-- Begin --

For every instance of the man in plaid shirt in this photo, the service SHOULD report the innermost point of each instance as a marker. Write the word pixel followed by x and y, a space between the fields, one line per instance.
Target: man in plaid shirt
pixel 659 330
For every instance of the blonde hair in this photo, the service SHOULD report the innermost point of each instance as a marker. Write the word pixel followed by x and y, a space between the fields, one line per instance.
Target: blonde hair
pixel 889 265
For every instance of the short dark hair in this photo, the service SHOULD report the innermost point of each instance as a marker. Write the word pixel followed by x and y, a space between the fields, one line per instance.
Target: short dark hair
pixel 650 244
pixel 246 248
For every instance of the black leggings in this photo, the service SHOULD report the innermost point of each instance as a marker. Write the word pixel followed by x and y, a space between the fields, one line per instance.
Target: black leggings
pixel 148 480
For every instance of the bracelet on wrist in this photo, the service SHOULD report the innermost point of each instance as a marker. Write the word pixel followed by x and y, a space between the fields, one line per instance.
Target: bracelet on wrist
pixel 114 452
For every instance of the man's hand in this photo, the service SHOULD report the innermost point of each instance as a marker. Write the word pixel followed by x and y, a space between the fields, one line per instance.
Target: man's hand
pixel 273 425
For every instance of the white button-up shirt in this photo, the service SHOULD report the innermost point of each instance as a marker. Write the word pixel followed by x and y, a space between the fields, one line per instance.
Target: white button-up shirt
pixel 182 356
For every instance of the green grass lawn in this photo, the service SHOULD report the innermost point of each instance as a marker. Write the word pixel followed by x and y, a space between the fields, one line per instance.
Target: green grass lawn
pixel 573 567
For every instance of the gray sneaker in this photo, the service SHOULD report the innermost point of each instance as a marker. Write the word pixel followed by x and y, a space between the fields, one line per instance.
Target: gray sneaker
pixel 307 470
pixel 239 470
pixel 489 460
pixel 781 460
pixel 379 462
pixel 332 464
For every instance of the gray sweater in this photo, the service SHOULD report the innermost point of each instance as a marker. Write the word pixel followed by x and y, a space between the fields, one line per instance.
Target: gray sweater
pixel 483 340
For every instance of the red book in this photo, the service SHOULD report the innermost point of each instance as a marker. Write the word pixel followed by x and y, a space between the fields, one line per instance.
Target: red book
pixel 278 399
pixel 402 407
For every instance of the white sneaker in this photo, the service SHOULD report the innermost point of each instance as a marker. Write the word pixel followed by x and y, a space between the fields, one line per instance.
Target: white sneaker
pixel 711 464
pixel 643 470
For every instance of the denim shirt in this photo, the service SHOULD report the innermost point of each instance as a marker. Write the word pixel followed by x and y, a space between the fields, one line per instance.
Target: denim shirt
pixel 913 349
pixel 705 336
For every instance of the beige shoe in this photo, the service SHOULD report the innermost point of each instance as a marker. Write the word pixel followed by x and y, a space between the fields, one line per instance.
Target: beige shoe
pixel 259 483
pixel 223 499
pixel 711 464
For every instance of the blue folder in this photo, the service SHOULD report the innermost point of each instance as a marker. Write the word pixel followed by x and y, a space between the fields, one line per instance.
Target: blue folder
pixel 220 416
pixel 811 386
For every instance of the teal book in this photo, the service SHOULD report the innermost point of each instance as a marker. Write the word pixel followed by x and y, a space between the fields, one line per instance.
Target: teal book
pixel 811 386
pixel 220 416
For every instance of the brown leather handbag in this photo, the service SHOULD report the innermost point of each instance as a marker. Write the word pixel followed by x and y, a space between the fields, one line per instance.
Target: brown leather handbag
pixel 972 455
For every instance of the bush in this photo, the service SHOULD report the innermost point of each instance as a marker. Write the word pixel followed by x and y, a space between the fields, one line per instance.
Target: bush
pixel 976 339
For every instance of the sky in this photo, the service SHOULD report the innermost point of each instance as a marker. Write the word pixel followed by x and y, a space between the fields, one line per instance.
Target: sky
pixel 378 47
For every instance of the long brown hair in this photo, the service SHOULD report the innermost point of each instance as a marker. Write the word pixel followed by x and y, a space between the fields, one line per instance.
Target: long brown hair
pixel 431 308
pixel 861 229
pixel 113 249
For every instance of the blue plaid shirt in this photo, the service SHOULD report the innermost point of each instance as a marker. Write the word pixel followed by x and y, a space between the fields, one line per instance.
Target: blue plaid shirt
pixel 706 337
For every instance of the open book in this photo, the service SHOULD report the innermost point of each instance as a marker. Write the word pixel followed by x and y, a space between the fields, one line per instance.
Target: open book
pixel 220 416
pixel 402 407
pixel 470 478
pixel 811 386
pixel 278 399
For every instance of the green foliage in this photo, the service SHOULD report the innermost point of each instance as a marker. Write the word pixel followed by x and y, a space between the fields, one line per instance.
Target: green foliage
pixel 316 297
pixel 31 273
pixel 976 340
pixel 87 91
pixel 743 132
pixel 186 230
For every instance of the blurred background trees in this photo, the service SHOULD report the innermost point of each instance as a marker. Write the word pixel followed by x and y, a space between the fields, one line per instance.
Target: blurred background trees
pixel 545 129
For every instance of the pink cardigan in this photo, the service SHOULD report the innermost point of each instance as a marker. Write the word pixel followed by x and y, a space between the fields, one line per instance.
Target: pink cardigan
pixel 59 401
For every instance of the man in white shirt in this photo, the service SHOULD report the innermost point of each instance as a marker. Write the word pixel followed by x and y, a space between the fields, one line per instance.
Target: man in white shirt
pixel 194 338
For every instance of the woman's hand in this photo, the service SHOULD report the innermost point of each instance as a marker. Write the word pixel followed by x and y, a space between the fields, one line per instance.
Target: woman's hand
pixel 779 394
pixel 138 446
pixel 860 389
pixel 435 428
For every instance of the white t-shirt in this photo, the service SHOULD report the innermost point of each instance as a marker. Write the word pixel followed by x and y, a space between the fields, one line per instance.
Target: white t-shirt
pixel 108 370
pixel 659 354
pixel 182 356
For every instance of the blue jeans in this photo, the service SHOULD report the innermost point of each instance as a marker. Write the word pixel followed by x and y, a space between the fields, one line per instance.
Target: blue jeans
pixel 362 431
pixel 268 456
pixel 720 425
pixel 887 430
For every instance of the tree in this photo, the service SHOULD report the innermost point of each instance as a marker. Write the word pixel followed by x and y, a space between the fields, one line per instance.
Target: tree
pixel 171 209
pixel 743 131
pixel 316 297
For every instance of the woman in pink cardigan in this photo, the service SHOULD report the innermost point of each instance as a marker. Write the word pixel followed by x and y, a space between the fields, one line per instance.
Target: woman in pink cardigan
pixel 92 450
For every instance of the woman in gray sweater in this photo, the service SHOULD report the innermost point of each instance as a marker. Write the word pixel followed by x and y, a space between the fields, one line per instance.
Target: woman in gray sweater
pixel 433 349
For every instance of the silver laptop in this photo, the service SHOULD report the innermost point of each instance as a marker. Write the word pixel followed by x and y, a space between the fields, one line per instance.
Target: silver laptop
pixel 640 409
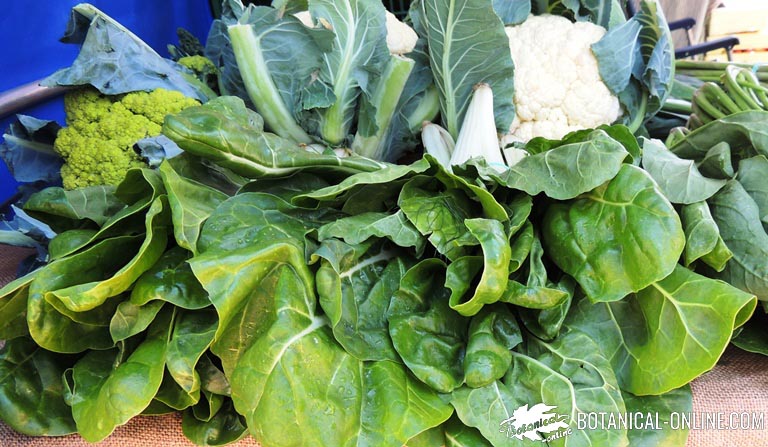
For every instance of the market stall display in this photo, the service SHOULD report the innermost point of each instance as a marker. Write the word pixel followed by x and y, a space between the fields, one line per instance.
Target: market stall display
pixel 286 255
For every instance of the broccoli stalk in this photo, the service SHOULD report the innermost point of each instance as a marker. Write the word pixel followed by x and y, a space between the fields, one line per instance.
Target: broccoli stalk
pixel 426 110
pixel 259 85
pixel 369 142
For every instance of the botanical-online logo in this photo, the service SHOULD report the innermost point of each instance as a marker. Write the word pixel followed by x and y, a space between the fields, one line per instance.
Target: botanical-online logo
pixel 530 423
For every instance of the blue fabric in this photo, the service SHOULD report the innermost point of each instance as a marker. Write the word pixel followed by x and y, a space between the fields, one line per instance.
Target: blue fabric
pixel 30 32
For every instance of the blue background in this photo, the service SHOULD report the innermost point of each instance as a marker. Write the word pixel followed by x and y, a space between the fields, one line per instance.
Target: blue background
pixel 30 32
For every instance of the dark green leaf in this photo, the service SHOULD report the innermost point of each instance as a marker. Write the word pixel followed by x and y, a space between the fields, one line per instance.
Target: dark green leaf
pixel 617 239
pixel 31 392
pixel 666 335
pixel 679 179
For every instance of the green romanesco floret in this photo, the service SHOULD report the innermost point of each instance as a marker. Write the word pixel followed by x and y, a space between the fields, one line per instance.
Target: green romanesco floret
pixel 198 64
pixel 97 143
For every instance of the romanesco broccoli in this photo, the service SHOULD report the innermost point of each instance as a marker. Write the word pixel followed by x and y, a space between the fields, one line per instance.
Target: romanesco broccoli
pixel 97 143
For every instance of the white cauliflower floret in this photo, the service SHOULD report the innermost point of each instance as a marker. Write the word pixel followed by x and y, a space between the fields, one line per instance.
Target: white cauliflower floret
pixel 401 38
pixel 558 88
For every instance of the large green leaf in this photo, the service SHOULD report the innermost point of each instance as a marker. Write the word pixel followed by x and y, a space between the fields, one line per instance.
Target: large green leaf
pixel 191 203
pixel 355 285
pixel 242 283
pixel 215 133
pixel 738 218
pixel 495 269
pixel 566 171
pixel 702 237
pixel 744 130
pixel 85 296
pixel 224 427
pixel 617 239
pixel 439 215
pixel 667 334
pixel 31 391
pixel 13 307
pixel 192 335
pixel 678 178
pixel 131 319
pixel 432 344
pixel 360 227
pixel 61 208
pixel 752 174
pixel 252 218
pixel 289 377
pixel 377 186
pixel 54 330
pixel 577 357
pixel 467 45
pixel 170 280
pixel 105 391
pixel 492 335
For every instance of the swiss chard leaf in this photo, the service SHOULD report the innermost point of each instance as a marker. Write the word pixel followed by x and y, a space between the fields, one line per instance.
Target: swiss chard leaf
pixel 679 179
pixel 31 391
pixel 702 237
pixel 738 218
pixel 667 334
pixel 191 204
pixel 355 285
pixel 96 379
pixel 617 239
pixel 439 215
pixel 566 171
pixel 495 261
pixel 192 335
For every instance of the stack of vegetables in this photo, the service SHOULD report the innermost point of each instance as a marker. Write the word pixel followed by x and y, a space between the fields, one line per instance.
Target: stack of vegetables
pixel 293 263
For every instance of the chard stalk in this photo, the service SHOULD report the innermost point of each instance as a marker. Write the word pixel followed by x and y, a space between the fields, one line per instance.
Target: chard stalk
pixel 478 137
pixel 260 86
pixel 384 101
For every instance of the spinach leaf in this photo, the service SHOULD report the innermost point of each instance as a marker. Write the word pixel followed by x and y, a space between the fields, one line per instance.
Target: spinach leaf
pixel 617 239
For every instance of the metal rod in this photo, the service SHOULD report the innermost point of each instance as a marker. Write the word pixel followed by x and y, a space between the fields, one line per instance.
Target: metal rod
pixel 25 96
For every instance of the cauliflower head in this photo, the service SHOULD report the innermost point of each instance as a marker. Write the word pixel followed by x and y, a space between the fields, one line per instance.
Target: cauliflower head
pixel 97 142
pixel 558 88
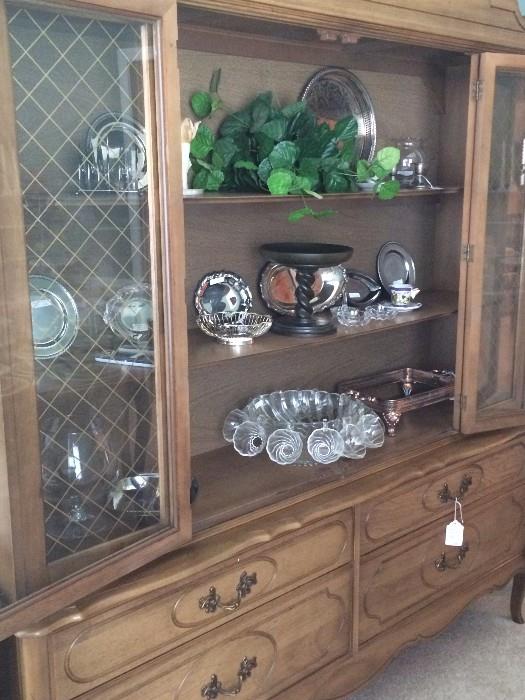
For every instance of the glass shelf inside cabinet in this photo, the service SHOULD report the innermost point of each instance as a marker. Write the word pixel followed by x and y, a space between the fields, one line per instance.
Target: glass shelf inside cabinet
pixel 80 110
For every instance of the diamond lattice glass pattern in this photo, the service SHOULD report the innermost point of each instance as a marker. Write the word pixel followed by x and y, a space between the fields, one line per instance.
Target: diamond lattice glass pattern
pixel 96 405
pixel 501 364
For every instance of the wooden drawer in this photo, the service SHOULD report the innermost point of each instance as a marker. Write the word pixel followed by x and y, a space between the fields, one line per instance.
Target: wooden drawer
pixel 104 645
pixel 403 577
pixel 410 507
pixel 289 638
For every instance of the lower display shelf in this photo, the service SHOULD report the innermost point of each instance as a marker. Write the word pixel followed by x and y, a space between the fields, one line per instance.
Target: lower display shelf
pixel 204 351
pixel 231 486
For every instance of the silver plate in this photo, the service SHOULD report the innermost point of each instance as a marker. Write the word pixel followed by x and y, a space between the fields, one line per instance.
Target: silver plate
pixel 395 263
pixel 277 285
pixel 222 291
pixel 54 316
pixel 335 93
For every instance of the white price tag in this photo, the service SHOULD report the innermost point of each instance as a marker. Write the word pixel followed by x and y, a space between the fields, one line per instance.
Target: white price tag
pixel 454 530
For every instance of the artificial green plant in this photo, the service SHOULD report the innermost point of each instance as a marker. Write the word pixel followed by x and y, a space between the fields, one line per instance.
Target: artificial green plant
pixel 282 150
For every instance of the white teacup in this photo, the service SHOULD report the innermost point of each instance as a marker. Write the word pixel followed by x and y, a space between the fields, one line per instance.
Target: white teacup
pixel 403 294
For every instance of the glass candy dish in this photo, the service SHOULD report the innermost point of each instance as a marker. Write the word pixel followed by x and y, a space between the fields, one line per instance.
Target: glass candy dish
pixel 237 328
pixel 304 427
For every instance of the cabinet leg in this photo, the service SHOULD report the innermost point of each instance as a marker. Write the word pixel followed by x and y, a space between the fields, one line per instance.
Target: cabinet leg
pixel 516 598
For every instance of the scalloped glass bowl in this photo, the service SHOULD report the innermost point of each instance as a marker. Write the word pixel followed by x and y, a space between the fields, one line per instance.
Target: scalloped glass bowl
pixel 234 328
pixel 304 427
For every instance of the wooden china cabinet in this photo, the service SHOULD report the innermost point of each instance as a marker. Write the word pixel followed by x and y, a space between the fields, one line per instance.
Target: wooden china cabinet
pixel 112 597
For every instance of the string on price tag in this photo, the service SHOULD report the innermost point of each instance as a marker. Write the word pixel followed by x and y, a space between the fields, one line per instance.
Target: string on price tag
pixel 454 530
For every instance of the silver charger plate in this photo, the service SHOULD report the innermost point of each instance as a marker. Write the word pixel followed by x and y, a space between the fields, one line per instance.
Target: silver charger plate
pixel 395 263
pixel 222 291
pixel 117 141
pixel 334 93
pixel 54 316
pixel 277 284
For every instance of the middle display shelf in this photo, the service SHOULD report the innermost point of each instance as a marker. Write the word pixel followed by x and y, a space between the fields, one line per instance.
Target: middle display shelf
pixel 203 352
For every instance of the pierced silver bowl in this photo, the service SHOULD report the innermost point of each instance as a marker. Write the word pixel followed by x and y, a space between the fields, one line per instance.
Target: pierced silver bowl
pixel 238 328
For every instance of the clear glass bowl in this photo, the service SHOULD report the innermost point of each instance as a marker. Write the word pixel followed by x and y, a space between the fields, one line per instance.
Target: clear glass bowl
pixel 304 427
pixel 237 328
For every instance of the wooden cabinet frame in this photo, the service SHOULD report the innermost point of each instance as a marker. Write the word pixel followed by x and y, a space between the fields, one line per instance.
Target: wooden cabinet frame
pixel 26 576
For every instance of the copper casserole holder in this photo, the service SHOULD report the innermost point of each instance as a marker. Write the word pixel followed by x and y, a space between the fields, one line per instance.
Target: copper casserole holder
pixel 401 390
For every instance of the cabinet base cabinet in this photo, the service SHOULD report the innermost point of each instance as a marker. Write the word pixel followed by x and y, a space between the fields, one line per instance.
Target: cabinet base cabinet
pixel 326 598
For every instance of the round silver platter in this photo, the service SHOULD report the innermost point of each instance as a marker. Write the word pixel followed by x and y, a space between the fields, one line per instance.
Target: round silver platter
pixel 277 285
pixel 335 93
pixel 54 316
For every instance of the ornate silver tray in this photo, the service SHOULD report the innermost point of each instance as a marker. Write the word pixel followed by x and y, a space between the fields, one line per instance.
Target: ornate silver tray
pixel 278 284
pixel 334 93
pixel 393 393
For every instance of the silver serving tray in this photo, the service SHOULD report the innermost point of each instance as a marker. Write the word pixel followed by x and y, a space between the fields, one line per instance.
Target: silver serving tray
pixel 396 392
pixel 334 93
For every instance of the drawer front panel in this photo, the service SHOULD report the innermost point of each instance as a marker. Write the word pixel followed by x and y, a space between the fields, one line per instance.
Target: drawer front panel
pixel 289 639
pixel 385 519
pixel 407 575
pixel 91 652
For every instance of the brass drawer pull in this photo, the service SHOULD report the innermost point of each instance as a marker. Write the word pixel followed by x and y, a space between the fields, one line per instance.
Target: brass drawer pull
pixel 445 495
pixel 442 564
pixel 212 601
pixel 214 688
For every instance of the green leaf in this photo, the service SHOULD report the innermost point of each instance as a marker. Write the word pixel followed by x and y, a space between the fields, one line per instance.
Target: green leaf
pixel 346 129
pixel 225 147
pixel 265 145
pixel 200 180
pixel 275 128
pixel 388 189
pixel 235 123
pixel 260 114
pixel 363 170
pixel 203 142
pixel 388 157
pixel 280 181
pixel 335 182
pixel 215 80
pixel 246 164
pixel 283 155
pixel 201 104
pixel 265 169
pixel 299 214
pixel 214 180
pixel 293 109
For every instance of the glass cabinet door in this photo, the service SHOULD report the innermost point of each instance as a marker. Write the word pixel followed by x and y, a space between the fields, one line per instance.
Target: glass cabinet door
pixel 494 322
pixel 85 278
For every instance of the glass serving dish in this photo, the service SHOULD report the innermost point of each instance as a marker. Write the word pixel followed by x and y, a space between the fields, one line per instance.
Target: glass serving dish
pixel 239 328
pixel 304 427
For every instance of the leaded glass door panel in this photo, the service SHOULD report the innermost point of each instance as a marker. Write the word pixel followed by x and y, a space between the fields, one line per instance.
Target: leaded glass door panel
pixel 102 447
pixel 494 321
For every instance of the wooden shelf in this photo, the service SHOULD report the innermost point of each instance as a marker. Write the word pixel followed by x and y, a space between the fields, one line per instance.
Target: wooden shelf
pixel 258 197
pixel 204 351
pixel 232 486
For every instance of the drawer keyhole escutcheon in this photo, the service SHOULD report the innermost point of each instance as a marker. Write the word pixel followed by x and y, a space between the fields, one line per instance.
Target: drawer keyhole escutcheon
pixel 215 688
pixel 445 495
pixel 442 564
pixel 212 602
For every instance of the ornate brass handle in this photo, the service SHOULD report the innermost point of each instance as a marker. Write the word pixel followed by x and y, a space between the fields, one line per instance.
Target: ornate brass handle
pixel 442 564
pixel 215 688
pixel 212 601
pixel 445 494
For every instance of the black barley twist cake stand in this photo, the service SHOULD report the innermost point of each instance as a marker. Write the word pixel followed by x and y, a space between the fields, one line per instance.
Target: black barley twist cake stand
pixel 306 259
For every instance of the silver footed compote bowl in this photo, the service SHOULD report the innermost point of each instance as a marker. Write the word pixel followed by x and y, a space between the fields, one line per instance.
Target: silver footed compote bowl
pixel 306 259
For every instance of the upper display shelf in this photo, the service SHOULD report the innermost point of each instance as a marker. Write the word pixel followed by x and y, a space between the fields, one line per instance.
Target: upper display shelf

-- End --

- **Task to complete**
Starting with the line that contains "For every instance of the ornate silver" and going on through the line that contains "pixel 91 652", write those lines out again, swapping every "tray" for "platter" and leaving everything else unchanged.

- **Solution to this problem**
For every instance of the ornate silver platter in this photo, the service SHOULD report the innermost point of each instance as a marker. Write the word pixel followed by x and y, a space between the fields, one line per instance.
Target: ornate silver platter
pixel 278 284
pixel 334 93
pixel 393 393
For every instance of the silver serving platter in this photo, the service SHOULD report the innermost point of each instance as a marker. Write the word pixel followed by x and y, a space between the fields, one line per instance.
Target: silver serving platter
pixel 396 392
pixel 334 93
For every instance of the drawer front panel in this photo, the service SHOULD report the innermost point of each instance as a marker. Write the word pixel followed by x and y, a space between the fields, one line per instance.
Target: drawer front panel
pixel 289 639
pixel 385 519
pixel 407 575
pixel 91 652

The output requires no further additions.